#### [Your goal]
Filter the items below down to the lines that contain the word "leaf", and copy each of those lines without changes.

#### [Given records]
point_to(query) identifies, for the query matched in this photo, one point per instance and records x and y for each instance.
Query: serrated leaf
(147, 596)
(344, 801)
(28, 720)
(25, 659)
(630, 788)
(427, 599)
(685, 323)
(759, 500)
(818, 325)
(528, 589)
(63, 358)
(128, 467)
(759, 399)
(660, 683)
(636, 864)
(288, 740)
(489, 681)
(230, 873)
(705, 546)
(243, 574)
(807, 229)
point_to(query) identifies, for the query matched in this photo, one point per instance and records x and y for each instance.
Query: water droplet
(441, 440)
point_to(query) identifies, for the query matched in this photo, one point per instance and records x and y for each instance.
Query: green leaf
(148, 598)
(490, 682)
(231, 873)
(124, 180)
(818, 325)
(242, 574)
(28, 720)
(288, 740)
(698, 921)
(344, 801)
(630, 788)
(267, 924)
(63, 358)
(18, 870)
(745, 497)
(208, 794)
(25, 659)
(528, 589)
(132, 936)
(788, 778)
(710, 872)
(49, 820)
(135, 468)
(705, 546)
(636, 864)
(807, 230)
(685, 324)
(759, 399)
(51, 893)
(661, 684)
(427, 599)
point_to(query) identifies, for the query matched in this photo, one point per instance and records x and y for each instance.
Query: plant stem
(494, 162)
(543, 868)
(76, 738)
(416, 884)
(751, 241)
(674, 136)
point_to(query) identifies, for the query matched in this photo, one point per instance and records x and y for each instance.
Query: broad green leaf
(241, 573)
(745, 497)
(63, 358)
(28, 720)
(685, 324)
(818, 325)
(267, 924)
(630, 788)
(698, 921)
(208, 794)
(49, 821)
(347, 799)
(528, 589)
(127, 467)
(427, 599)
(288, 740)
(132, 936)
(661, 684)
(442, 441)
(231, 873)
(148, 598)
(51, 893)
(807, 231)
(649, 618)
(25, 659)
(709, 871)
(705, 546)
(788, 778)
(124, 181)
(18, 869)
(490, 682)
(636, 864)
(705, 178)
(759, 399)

#### [Problem solution]
Query: serrated leaf
Query: green leaf
Query: broad green leaf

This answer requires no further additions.